Referring expression pointing data
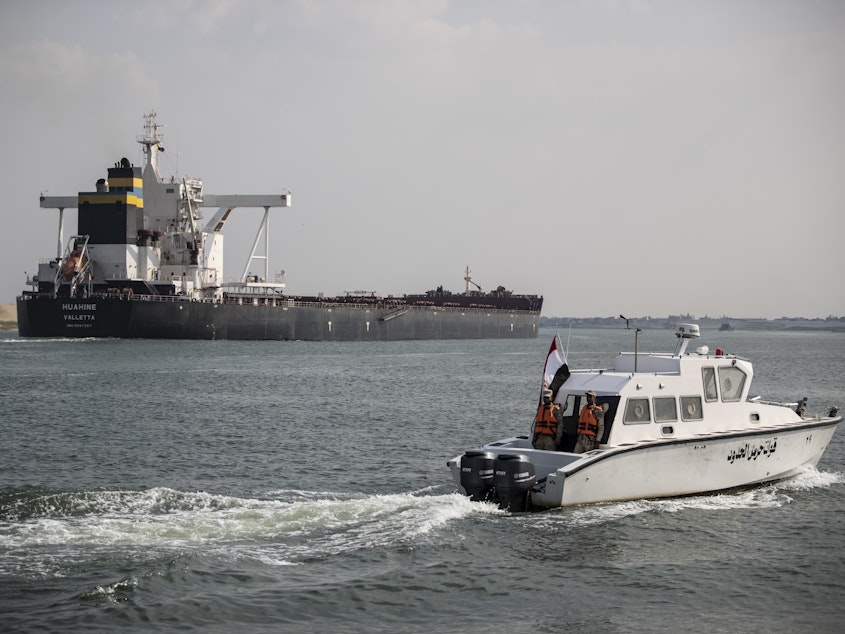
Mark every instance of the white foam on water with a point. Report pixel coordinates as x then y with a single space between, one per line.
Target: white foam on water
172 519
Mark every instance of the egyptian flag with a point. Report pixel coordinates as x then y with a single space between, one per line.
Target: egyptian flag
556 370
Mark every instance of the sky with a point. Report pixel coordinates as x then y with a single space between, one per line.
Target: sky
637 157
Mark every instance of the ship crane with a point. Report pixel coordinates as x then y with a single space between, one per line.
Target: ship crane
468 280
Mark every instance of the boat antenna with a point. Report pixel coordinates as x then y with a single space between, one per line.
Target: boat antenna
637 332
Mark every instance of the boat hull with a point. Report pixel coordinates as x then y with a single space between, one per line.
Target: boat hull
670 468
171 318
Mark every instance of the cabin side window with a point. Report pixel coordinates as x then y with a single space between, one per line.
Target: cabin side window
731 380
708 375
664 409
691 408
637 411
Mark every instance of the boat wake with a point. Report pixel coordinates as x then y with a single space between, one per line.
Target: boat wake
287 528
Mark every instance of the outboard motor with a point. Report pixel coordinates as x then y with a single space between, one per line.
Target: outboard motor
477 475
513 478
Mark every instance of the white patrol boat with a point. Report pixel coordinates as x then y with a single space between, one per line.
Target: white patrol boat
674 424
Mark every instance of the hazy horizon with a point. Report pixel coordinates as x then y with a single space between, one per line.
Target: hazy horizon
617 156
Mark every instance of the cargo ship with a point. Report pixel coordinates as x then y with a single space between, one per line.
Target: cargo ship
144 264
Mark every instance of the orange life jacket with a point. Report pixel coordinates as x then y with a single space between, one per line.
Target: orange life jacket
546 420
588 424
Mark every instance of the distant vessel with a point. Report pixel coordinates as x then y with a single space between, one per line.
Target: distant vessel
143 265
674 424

(Work instruction):
Without the images, write out each line of the data verbatim.

(Result):
Mark every instance of the white foam on water with a point. Report pixel coordinates as x then y with a single space between, one per line.
Target: white foam on water
172 519
Mark every instance of the egyptian flag with a point. Report pixel coordinates as x then y with a single space between, one per line.
Target: egyptian flag
556 370
Mark every instance of the sky with a point. Report pixel coordinates as x then y with a single space between, one per line.
Target: sky
637 157
Mark every instance of the ship crane with a point. Report pixel coordinates as x then y with a single space between, one per line.
Target: ship crane
468 280
Mark every instance of the boat antenna with a point. Report pixel coordinates as x then y with a single space between, one per line.
Target: boat antenna
637 332
Mark every instance of the boat hull with a point. Report pixel coordinates as x then y with a single space between, one per line.
Target: boat hull
670 468
171 318
Mark every instance of the cabin side window with a point. Report pixel coordinates as x then y with a single space between, one per line.
Target: cabin side window
731 380
708 375
664 409
691 408
637 411
Mark every instance of the boat wake with a point. Report pixel coordinates as x then y with a single space between, one per line.
Target: boat wake
287 528
Mark every instance of the outboard motor with a point. Report pixel coordinates as x then y with a single space between, one per line.
Target: outboard motor
477 475
513 478
Mark every instance of the white patrol boat with a point. Report pixel coordinates as x then y with a single space between, one per line.
Target: white patrol boat
674 424
Mark every instance of the hazy horizon with a point. Report pixel coordinates as x then y with a single space between, one per line.
Target: hazy horizon
617 156
Mark every instance of the cargo ship with a point. Report pixel coordinates as x then y with a single space between, one per line.
Target: cargo ship
144 264
Mark every instance of the orange life jacket with a point. Report pixel coordinates as x then y with a single space between, one per line.
Target: orange life jacket
546 420
588 424
Mark every instance of the distant vessel with a point. Report pixel coordinates as x then y with a single space between, one per line.
Target: distant vessel
143 265
674 424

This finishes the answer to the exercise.